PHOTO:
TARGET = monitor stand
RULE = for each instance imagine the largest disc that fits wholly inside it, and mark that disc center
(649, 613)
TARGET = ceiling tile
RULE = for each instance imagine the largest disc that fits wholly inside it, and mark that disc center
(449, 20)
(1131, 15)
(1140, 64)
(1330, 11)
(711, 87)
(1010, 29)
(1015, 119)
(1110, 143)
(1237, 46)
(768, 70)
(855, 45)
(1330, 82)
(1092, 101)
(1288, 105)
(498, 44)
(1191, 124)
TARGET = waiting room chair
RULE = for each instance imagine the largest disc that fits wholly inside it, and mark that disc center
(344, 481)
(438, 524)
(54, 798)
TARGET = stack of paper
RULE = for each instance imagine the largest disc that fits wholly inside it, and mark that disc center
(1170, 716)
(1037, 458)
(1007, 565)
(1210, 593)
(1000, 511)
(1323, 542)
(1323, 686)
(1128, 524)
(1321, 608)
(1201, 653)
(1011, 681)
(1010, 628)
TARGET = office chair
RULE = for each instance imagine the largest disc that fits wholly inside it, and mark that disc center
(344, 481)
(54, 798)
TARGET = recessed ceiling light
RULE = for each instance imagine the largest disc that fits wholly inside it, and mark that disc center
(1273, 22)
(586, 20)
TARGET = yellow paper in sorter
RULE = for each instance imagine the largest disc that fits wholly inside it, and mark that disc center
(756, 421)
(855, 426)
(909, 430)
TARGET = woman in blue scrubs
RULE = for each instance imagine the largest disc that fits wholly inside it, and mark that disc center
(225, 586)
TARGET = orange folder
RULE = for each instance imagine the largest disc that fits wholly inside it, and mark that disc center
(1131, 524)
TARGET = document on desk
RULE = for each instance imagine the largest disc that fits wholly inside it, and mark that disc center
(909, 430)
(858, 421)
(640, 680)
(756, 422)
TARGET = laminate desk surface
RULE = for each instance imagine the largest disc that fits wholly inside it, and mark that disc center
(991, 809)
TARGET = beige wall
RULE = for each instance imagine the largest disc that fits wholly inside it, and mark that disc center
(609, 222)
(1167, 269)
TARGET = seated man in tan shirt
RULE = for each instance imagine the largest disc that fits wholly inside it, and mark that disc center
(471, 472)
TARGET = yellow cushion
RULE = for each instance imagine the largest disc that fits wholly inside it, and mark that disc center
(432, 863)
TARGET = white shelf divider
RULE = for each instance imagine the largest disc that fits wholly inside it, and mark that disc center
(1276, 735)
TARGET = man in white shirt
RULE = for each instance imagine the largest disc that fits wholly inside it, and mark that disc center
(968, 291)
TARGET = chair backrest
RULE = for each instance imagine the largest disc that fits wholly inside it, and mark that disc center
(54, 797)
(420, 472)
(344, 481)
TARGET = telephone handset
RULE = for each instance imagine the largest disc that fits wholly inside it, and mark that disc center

- _WORK INSTRUCTIONS_
Set every record down word for word, omitting none.

- _WRITTEN SOLUTION_
PHOTO:
TARGET = monitor stand
RULE = for each instance imagine the largest disc that fits wholly inside it, and mark that disc center
(649, 613)
TARGET = ceiling tile
RULE = for each instance imagine the largest disc that fits wholly inside it, and mark that disc center
(449, 20)
(1131, 15)
(1140, 64)
(1330, 11)
(711, 87)
(1010, 29)
(1015, 119)
(1110, 143)
(1237, 46)
(768, 70)
(855, 45)
(1330, 82)
(1092, 101)
(1288, 105)
(498, 44)
(1191, 124)
TARGET = waiting room chair
RULE = for each instance imagine the largest disc that fits wholly inside it, and mark that disc center
(344, 481)
(438, 524)
(54, 798)
TARGET = stack of paper
RULE = for each instance imagine the largest disc that fits wholly inside it, and mark that disc center
(1170, 716)
(1037, 458)
(1007, 565)
(1210, 593)
(1000, 511)
(1323, 542)
(1323, 686)
(1128, 524)
(1321, 608)
(1201, 653)
(1011, 681)
(1010, 628)
TARGET = office chair
RULE = for each instance imagine the largest disc that fits wholly inside it, and mark that disc center
(344, 481)
(54, 798)
TARGET = recessed ceiling light
RULE = for each instance imagine the largest disc that fits wholly inside it, and mark that disc center
(1273, 22)
(586, 20)
TARGET = yellow paper in sorter
RULE = for each instance imagine the largest disc that fits wholly inside it, and mark that disc center
(756, 421)
(855, 426)
(909, 430)
TARGET = woman in blue scrubs
RULE = for each instance imagine the largest disc that fits wholly inside it, and mark that disc center
(225, 586)
TARGET = orange folder
RULE = for each instance imagine the largest disc that fits wholly inside it, and mark that disc center
(1131, 524)
TARGET = document on desk
RULE = for each instance imagine the largest disc that fits wholly inside it, and mark that disc center
(909, 430)
(858, 421)
(640, 680)
(756, 422)
TARGET = laminate desk surface
RULE = for each instance imagine the largest disc that fits wholly inside it, and mark that disc center
(991, 809)
TARGET = beige wall
RULE = for each instance imagine the largest disc that fits wholly inside it, and mark that disc center
(609, 222)
(1167, 269)
TARGET = seated man in tan shirt
RULE = for each instance imagine the largest disc that fits wholly inside it, and mark that disc center
(471, 472)
TARGET = yellow cushion
RULE = for each instance imagine the largest disc that fits wholly inside it, and mark that disc center
(432, 863)
TARGET = white shelf divider
RULE = for each instance imagine the largest disc that fits wholly inside it, and mark that disc center
(1276, 735)
TARGET = man in white shirt
RULE = for each instance imagine the largest disc that fits wholly inside it, and mark that disc center
(968, 291)
TARGET = chair backrest
RULE = for each instance imagine the largest disc that fits wholly inside it, and mark that disc center
(54, 797)
(420, 472)
(344, 481)
TARGET = telephone handset
RULE = for each instance imagine the largest disc that fits wholly inside it, and mark that disc center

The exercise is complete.